Work instructions:
Everything from the line containing "the roof spoiler" through the last line of the records must be returned verbatim, and nothing outside that range.

Object pointing dataset rows
+++++

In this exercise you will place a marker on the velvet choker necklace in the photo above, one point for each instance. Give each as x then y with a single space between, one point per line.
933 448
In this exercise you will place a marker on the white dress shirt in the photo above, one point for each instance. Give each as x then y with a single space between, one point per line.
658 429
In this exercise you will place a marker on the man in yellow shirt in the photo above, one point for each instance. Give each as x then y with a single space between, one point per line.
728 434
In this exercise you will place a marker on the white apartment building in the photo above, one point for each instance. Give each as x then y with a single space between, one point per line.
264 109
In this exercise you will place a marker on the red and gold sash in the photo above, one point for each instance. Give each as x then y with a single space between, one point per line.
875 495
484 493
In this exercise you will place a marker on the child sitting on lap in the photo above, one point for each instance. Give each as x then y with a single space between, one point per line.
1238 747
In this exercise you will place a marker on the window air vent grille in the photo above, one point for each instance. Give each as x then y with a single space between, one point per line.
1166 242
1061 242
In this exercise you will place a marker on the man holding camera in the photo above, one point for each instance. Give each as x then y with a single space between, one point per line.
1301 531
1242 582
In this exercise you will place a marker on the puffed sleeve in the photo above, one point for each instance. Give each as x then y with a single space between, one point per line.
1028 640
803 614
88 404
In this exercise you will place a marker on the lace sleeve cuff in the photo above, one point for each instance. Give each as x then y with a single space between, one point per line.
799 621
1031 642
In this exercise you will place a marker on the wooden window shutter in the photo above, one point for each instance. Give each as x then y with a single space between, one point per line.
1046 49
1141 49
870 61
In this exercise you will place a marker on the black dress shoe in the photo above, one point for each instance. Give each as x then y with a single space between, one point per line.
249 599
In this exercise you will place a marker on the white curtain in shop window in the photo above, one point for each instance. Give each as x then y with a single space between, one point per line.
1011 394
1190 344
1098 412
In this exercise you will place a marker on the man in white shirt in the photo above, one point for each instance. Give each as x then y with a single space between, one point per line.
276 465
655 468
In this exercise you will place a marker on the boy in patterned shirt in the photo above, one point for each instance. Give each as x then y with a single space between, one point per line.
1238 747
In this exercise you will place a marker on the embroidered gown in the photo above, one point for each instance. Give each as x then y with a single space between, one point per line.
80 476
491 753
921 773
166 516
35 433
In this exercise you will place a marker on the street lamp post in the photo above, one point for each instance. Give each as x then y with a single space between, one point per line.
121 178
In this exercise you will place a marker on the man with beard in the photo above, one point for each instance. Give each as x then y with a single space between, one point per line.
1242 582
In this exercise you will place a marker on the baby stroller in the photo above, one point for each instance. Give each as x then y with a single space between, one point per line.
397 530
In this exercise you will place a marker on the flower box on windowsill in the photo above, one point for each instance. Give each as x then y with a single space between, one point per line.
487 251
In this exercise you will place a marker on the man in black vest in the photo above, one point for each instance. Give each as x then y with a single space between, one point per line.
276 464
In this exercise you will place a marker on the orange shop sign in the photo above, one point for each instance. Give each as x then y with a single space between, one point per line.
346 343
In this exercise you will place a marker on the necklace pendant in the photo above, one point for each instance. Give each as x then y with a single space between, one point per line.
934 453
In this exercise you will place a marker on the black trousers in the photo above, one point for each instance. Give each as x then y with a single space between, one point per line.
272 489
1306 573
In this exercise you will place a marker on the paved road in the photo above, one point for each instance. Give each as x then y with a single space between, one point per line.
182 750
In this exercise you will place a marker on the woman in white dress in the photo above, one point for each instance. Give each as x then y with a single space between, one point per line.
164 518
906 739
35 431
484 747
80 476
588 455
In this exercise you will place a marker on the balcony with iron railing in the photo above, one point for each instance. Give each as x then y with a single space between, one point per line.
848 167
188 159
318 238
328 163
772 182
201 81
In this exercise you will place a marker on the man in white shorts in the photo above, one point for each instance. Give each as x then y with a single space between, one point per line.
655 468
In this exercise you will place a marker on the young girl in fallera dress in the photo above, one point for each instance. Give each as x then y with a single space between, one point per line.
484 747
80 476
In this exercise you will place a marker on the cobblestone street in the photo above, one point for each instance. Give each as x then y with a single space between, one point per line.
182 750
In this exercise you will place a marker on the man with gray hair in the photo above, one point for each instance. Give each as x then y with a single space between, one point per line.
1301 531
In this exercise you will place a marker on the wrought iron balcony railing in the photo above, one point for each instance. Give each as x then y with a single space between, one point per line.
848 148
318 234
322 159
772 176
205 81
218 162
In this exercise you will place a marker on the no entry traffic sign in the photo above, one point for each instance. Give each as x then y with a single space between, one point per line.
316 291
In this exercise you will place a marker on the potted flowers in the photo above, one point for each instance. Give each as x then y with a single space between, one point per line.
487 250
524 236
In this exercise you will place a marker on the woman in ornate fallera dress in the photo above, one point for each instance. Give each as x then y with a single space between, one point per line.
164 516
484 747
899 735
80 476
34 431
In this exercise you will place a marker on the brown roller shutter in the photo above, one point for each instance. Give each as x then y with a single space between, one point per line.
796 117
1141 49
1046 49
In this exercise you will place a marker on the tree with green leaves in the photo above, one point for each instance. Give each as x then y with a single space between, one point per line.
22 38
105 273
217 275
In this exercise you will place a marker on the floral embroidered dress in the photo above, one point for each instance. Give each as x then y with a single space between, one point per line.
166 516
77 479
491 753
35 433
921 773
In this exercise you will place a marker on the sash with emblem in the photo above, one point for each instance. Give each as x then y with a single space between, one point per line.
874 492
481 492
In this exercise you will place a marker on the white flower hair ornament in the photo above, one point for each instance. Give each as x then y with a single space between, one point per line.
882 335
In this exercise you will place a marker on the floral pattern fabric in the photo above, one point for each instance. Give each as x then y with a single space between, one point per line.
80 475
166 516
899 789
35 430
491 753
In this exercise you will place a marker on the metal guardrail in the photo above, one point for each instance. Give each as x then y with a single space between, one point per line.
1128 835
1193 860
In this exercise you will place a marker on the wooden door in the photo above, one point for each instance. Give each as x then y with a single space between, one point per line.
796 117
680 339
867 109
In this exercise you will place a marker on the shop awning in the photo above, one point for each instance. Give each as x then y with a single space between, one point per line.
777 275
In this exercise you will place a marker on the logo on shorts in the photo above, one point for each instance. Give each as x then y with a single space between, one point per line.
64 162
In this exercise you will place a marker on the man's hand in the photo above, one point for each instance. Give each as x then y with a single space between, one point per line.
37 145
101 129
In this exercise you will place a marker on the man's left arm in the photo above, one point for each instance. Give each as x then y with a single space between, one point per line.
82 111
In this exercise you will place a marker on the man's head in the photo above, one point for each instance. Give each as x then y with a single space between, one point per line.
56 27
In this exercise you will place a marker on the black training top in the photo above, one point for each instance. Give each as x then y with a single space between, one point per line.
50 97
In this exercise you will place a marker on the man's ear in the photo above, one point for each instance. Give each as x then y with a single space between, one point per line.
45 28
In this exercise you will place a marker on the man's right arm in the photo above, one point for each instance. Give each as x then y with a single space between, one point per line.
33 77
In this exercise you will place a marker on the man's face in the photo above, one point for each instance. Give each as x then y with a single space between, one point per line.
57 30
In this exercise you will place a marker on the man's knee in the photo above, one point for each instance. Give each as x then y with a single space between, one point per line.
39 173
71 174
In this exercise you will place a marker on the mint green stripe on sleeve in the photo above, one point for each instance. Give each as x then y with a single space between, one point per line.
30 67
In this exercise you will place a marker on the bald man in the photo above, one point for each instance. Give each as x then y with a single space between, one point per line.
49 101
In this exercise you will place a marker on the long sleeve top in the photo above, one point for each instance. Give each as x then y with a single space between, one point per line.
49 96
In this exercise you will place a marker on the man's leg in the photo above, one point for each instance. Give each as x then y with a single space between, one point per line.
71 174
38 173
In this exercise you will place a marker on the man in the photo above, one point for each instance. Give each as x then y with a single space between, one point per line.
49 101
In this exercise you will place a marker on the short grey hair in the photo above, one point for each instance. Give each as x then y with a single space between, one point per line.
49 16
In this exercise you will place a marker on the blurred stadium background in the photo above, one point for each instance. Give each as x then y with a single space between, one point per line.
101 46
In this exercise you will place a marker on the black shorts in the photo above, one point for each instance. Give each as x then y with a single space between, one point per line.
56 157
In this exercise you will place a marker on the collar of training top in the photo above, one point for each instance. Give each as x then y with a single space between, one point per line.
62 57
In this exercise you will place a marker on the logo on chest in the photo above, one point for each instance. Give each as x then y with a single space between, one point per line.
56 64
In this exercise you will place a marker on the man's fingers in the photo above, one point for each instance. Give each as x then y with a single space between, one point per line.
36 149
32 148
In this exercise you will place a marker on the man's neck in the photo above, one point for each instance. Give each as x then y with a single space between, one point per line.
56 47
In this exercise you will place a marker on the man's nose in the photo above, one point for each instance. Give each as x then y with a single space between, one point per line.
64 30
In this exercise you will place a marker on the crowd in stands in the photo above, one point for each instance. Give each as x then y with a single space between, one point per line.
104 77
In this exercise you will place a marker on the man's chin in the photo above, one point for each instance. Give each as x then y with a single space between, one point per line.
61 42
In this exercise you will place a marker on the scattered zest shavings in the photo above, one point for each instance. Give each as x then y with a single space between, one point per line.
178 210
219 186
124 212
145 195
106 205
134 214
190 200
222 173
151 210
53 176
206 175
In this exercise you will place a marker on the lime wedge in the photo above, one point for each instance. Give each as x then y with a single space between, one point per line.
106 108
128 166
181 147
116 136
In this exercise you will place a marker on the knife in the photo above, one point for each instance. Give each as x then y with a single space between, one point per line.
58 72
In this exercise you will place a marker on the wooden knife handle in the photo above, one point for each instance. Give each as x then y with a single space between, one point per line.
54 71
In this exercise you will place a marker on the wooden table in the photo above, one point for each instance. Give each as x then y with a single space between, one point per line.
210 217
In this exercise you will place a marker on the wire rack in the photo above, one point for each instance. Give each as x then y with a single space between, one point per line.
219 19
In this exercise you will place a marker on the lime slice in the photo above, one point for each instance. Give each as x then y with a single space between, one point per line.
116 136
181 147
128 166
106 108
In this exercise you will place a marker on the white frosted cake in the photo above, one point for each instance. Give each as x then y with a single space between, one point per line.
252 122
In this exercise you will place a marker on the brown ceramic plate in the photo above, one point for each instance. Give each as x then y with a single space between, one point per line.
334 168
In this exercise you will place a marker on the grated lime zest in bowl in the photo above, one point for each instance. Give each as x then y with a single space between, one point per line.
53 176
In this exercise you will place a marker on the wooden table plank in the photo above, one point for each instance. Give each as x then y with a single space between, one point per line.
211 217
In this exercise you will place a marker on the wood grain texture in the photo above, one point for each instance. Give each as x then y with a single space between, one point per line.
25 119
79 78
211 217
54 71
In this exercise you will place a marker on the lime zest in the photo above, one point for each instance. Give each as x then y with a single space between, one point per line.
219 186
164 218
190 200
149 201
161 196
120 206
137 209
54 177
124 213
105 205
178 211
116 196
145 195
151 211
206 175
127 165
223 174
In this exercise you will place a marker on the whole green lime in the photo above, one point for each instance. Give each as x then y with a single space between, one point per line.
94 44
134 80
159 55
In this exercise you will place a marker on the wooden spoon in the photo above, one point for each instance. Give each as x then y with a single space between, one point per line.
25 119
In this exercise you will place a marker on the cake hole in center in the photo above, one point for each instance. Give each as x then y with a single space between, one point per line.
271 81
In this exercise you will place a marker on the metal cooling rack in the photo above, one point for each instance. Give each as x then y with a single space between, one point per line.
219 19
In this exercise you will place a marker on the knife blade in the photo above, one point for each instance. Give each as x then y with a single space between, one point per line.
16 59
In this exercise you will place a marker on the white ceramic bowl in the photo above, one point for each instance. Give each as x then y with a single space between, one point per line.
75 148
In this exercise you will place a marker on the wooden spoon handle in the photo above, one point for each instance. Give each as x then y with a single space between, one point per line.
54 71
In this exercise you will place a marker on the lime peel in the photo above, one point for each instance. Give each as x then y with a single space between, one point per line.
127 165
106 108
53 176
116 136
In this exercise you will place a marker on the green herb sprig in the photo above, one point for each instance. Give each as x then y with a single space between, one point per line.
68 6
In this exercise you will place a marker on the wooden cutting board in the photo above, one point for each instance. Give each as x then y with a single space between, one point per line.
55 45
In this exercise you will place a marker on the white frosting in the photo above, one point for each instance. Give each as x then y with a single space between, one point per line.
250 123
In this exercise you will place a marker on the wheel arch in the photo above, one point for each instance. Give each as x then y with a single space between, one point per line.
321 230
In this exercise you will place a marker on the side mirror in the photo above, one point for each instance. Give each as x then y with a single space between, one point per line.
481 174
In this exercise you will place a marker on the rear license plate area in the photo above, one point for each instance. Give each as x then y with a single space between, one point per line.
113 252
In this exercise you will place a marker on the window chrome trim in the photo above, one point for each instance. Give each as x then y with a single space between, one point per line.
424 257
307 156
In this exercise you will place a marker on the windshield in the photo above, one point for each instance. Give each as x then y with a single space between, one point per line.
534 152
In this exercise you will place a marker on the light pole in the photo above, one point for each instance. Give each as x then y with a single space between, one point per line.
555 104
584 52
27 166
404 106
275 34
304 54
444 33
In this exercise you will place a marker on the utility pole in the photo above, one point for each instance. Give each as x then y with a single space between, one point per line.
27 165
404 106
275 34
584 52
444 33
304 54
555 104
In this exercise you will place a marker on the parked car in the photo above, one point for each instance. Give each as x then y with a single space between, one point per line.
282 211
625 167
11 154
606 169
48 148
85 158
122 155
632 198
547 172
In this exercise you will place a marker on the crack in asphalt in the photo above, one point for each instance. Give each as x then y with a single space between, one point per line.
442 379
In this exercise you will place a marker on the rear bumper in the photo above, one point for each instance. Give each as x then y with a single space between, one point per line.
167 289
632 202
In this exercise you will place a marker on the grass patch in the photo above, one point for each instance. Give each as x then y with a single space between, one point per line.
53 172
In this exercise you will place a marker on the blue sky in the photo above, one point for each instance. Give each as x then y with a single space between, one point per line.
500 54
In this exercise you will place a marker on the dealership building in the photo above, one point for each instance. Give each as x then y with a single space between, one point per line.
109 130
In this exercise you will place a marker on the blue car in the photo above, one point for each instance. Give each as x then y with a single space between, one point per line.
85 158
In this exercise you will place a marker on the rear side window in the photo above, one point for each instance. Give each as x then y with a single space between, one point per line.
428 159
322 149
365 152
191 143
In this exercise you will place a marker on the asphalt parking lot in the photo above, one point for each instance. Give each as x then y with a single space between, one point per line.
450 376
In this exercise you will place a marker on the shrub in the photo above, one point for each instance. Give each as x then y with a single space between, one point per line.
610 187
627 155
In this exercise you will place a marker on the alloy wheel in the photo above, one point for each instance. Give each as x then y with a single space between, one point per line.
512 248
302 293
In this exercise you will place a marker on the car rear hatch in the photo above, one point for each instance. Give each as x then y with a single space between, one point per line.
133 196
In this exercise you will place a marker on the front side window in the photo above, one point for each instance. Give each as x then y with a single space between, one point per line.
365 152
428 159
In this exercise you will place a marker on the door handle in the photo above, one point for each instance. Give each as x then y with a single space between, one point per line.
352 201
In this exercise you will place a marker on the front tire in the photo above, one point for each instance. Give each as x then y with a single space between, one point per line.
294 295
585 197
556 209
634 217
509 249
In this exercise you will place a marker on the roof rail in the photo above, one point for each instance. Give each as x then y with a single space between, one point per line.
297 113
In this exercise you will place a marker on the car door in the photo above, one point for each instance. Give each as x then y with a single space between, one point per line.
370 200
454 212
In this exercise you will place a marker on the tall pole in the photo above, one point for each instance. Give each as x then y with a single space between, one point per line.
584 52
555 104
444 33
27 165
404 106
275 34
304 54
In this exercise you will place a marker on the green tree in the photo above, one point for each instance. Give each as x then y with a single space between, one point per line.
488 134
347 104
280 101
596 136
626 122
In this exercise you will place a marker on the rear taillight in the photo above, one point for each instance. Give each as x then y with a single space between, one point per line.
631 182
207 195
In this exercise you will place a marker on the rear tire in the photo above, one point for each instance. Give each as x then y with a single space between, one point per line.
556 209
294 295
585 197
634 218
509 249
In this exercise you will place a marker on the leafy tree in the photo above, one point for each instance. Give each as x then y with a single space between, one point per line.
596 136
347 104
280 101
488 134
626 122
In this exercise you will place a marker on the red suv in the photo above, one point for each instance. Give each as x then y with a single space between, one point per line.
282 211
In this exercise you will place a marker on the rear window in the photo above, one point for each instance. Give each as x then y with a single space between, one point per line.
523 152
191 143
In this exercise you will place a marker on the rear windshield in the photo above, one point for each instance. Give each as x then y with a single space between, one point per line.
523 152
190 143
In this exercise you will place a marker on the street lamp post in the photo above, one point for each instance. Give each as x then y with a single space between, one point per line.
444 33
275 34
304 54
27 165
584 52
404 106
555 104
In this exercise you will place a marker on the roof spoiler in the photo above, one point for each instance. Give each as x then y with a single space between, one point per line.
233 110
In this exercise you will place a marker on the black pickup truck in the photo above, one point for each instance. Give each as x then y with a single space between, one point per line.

+++++

Response for this exercise:
In this exercise you will place a marker on the roof spoiler in the photo above, one point for each instance. Give each as x then y with a single space between, one point per line.
233 110
In this exercise you will place a marker on the black pickup truck in the photo above, one point for each instance. Give each as x then y with a single space between, one point per line.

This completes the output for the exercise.